___ Material shown

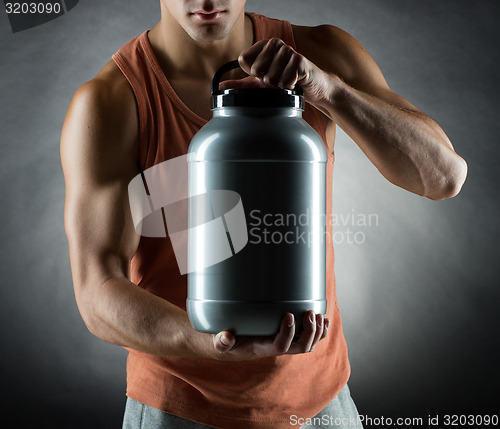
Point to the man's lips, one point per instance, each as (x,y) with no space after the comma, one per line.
(207,16)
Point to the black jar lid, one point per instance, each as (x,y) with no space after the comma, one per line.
(253,97)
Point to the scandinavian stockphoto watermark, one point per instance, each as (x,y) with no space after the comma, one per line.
(469,420)
(28,14)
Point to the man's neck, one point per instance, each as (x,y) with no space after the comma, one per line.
(182,57)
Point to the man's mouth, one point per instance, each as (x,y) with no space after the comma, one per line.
(203,15)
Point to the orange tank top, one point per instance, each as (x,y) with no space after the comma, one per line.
(258,393)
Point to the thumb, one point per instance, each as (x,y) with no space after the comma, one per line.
(224,341)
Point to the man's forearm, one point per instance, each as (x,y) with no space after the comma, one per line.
(122,313)
(407,147)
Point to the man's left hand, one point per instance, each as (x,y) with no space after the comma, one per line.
(273,64)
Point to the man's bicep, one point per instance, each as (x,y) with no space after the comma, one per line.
(98,158)
(345,56)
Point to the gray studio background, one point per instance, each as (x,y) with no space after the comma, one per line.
(419,296)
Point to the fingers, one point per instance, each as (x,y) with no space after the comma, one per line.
(315,328)
(306,337)
(319,330)
(224,341)
(274,62)
(283,340)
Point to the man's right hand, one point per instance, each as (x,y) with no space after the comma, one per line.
(227,347)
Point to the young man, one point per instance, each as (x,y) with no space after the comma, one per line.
(143,108)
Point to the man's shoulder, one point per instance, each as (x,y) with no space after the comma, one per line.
(103,114)
(109,88)
(330,48)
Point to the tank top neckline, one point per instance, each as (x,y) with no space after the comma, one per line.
(155,65)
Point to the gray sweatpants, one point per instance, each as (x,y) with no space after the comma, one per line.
(341,412)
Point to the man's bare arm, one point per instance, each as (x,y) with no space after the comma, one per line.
(341,79)
(99,158)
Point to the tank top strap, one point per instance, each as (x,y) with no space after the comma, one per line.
(134,65)
(267,28)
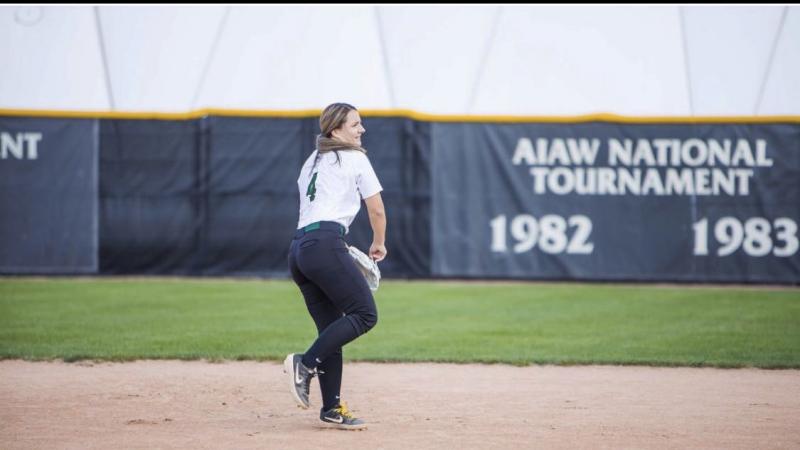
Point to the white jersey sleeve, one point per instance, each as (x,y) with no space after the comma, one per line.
(366,180)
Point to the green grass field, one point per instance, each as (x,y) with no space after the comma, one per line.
(516,323)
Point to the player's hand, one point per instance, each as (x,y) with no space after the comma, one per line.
(377,252)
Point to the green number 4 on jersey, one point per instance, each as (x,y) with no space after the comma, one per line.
(312,188)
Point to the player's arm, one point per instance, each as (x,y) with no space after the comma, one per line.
(377,219)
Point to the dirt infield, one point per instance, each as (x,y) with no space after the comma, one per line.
(179,404)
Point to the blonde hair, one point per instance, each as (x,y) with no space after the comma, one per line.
(333,117)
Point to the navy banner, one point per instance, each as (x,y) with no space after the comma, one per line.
(48,195)
(608,201)
(217,195)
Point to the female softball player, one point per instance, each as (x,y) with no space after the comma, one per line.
(332,183)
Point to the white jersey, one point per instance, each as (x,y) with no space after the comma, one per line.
(332,190)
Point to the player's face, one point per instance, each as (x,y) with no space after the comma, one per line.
(351,130)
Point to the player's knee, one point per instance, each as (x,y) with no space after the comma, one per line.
(370,319)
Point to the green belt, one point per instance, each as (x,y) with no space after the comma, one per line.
(318,225)
(312,227)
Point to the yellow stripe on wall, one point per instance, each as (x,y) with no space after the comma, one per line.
(306,113)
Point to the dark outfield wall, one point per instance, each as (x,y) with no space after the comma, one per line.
(576,201)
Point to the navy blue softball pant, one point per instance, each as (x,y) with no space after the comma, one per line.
(337,297)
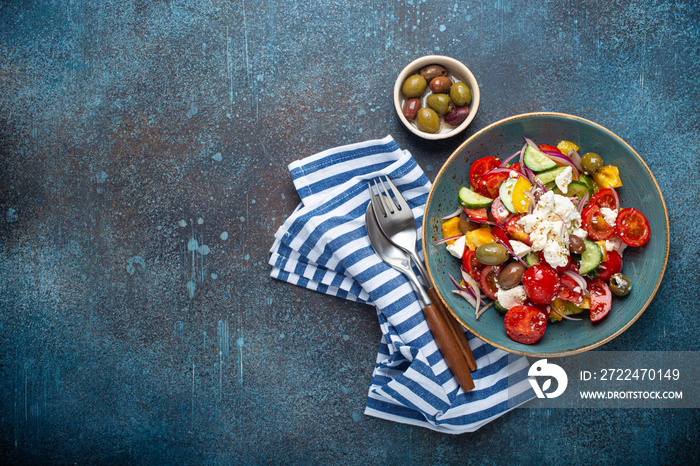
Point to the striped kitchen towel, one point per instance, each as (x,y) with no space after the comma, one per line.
(323,246)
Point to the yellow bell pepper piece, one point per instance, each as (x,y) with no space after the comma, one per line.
(520,200)
(567,308)
(451,228)
(566,146)
(476,238)
(608,177)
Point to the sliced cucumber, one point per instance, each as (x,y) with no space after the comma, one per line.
(536,160)
(588,182)
(505,192)
(531,259)
(591,257)
(472,200)
(500,308)
(550,175)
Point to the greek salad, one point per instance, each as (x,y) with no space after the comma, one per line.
(542,237)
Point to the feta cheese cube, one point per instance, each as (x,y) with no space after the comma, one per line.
(457,248)
(609,215)
(513,297)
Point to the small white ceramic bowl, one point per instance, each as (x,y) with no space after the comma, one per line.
(457,72)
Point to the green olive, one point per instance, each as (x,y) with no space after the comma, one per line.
(460,94)
(620,284)
(441,103)
(465,224)
(428,121)
(591,163)
(491,254)
(414,86)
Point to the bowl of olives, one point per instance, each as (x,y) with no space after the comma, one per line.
(644,265)
(436,97)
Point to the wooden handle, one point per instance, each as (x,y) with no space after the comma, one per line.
(455,329)
(448,347)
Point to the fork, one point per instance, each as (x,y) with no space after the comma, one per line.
(396,220)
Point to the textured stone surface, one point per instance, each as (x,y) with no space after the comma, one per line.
(143,153)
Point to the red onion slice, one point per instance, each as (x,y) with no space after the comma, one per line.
(468,279)
(505,170)
(573,155)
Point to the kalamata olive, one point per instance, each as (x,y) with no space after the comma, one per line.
(414,86)
(466,225)
(441,103)
(460,94)
(410,108)
(440,84)
(431,71)
(428,120)
(620,284)
(491,254)
(456,116)
(511,275)
(576,245)
(591,163)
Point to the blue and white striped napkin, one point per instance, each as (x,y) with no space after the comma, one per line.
(324,246)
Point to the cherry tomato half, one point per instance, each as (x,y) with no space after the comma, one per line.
(601,299)
(487,280)
(605,198)
(525,324)
(541,283)
(610,266)
(480,167)
(516,231)
(471,264)
(490,183)
(632,227)
(570,290)
(478,215)
(594,223)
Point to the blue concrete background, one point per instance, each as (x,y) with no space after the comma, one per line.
(143,154)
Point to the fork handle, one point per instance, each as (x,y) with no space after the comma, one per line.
(446,344)
(455,329)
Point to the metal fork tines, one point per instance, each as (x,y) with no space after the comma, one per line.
(396,220)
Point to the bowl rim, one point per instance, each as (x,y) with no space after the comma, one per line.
(583,348)
(464,72)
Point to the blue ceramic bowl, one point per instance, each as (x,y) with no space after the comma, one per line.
(645,265)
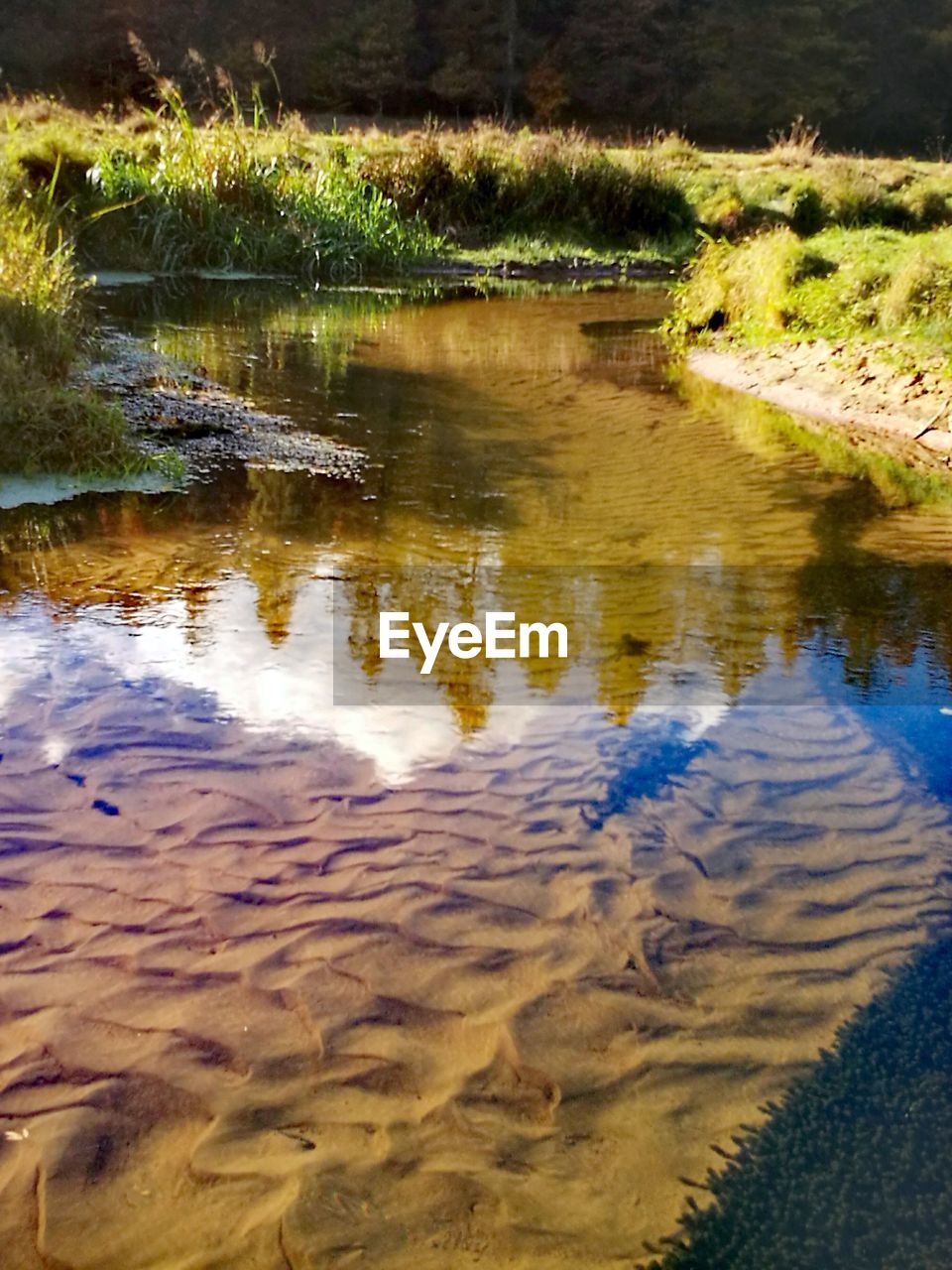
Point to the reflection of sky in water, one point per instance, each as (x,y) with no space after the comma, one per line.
(290,689)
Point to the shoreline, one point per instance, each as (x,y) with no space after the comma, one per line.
(866,400)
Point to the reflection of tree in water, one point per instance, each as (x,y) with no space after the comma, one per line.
(874,613)
(499,474)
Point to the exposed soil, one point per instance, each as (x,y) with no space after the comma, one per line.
(173,407)
(907,414)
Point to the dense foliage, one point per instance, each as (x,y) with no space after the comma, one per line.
(871,72)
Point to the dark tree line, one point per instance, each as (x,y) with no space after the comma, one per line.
(871,72)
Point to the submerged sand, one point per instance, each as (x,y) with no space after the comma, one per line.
(905,414)
(275,1014)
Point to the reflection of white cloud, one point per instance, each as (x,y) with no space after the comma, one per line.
(227,654)
(693,698)
(290,689)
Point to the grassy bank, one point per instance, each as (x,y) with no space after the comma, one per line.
(48,426)
(862,285)
(162,190)
(800,243)
(852,1169)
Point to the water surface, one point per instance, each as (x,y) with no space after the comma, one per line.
(301,968)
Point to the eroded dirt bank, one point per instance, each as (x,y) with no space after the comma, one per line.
(905,414)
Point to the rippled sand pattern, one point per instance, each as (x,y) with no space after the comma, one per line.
(272,1014)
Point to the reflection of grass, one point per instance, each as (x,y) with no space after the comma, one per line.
(855,1167)
(771,432)
(843,284)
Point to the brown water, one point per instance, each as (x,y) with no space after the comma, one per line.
(299,966)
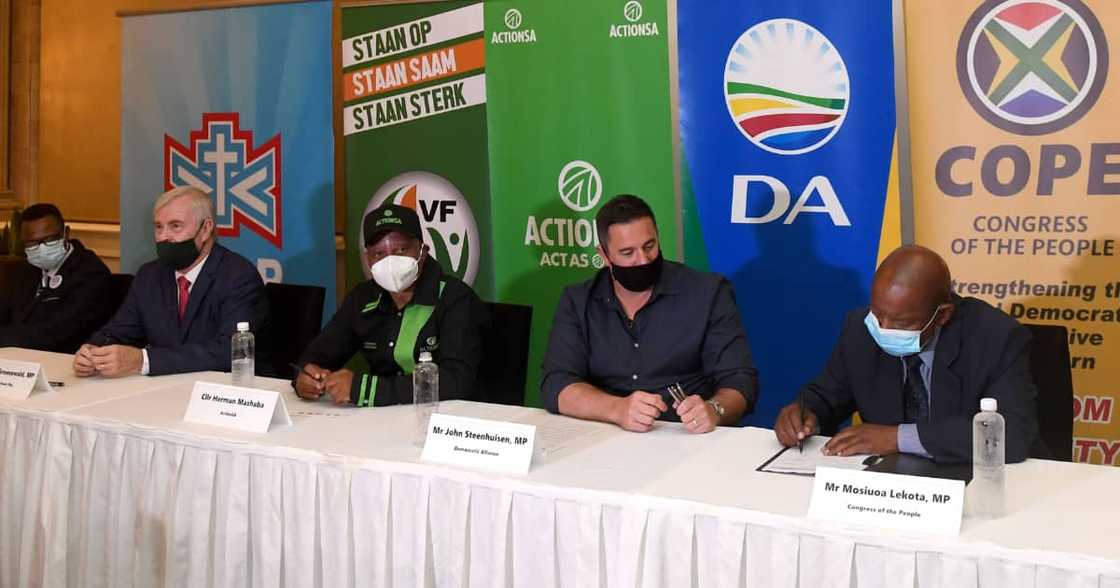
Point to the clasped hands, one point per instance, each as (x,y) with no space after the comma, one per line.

______

▶ [Exercise directions]
Starting with the line that contains "Point to the water" and continuing to the end of the data, reproduce those lines, requests included, with each coordinate in the answers raised by 135. Leave the pictures out.

▶ [Final result]
Point to the water surface, one point per instance, each as (x,y) with no space after the comma, one per line.
(436,1103)
Point to the eroded dirt bank, one point per instance, each as (x,y) with no space after the comma, one per line.
(1040,549)
Point to the rippled sand pattern, one point per instance, each as (x,y) with no space after the comma, one per line.
(407,1149)
Point to the reflection of grass, one point per instance, each as (x,y) with no space after the comma, one per line.
(990,1302)
(906,567)
(978,419)
Point to the brown water, one point per instance, each as (x,y) with no space after the comma, one per line.
(434,1101)
Point to the clasped hands, one point per instance, each as (x,y) with no space after the comma, one per line.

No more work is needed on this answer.